Text for analysis →
*****

A mentor once said, ‘Susan, all distractions are equal.’ It is very hard to build multiple businesses at one time. It is very challenging to raise your family and do a start-up. I am not saying that it is impossible however you will have to be highly organized and eliminate any frivolous distractions.
The Sacrifice of Your Doubters
You will have doubters. Doubters are different than critics. Doubters truly do not believe you will be successful. They are likely to openly tell you so and candidly, might live with you. When you are building a business, you cannot share air with any doubters. They will destroy your drive and dominate your energy.
The people who create incredible companies, are very clear about who they surround themselves with and who they do not. At this stage in my life, I have eliminated any relationships with doubters. I do not have time for it and the reality is that their doubt in me doesn’t pay my bills.

*****

Data shown →

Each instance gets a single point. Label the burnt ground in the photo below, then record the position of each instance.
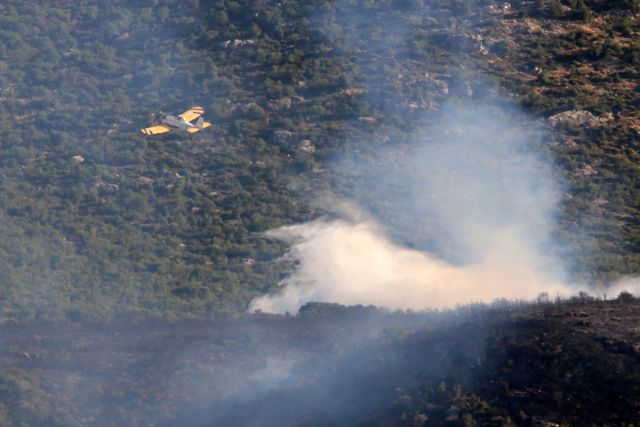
(567, 363)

*****

Task set →
1 - In the passage about building a business, what did the mentor tell Susan?
2 - Condense the paragraph of the passage about building a business that begins "You will have doubters" into a bulleted list that keeps its main facts.
Rely only on the passage about building a business, not on the data.

Task solutions →
1 - The mentor said, "Susan, all distractions are equal."

2 -
- You will have doubters, who differ from critics.
- Doubters truly do not believe you will succeed.
- They are likely to tell you so openly and might live with you.
- While building a business, you cannot share air with doubters.
- They will destroy your drive and dominate your energy.